— begin —
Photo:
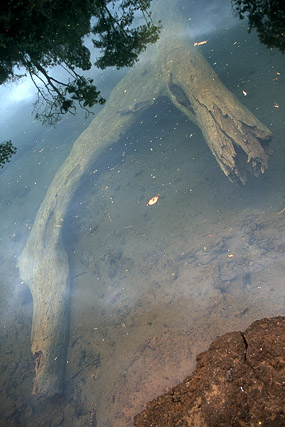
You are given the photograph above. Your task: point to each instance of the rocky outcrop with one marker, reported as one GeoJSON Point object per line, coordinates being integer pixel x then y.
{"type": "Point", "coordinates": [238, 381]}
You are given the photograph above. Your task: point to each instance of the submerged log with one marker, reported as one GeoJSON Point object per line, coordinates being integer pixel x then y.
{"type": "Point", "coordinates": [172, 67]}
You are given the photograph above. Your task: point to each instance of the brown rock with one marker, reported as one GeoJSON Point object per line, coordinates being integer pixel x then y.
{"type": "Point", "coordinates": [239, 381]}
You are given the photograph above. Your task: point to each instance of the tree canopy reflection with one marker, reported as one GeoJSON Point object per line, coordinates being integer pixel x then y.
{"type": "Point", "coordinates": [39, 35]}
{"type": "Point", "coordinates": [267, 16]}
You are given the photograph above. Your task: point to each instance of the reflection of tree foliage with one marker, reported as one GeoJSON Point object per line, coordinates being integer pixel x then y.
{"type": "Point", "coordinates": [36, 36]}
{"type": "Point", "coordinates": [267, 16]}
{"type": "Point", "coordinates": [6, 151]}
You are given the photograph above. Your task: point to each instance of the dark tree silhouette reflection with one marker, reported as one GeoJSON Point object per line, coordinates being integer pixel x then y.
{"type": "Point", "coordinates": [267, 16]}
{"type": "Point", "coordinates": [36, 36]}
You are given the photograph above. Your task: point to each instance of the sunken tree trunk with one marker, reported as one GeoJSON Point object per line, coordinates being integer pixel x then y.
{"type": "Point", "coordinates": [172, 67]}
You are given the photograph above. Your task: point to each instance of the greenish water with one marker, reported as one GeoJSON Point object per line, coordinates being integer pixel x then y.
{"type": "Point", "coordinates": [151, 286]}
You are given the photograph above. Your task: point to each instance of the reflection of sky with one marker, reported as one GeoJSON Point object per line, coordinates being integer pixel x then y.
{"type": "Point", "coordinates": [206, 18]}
— end —
* [STATED PROBLEM]: Reproduce the items word for word, from the line containing "reflection of tree" up to and including the last line of the items.

* [ANSWER TO THE TASK]:
You are given the photograph above. Your task: point to each instance of the reflection of tree foliage with one marker, reported as one GeoJSON Point object per line, coordinates being integer pixel x then y.
{"type": "Point", "coordinates": [36, 36]}
{"type": "Point", "coordinates": [267, 16]}
{"type": "Point", "coordinates": [6, 151]}
You are given the photograph above. Your task: point to each instance of the dark tree silhouette reflection with one marker, reported as one GeoJSON Point object per line, coordinates being integer pixel x then y.
{"type": "Point", "coordinates": [267, 16]}
{"type": "Point", "coordinates": [36, 36]}
You are given the photograph above. Your task: point to each instance of the sunken tree trunk with one marker, reported as one GeoJSON Point object per line, coordinates being integer pixel x then y.
{"type": "Point", "coordinates": [172, 67]}
You are given the photograph above. Your task: point to each instance of the greenish water with one marker, reported as one GeoJSON Point object per line, coordinates being integer pixel x then y.
{"type": "Point", "coordinates": [151, 286]}
You are given the photograph above. Your task: point to each instance of the reflection of sky with one marker, reported as one GeoJSON Point object per line, coordinates being integer pixel x then y.
{"type": "Point", "coordinates": [206, 18]}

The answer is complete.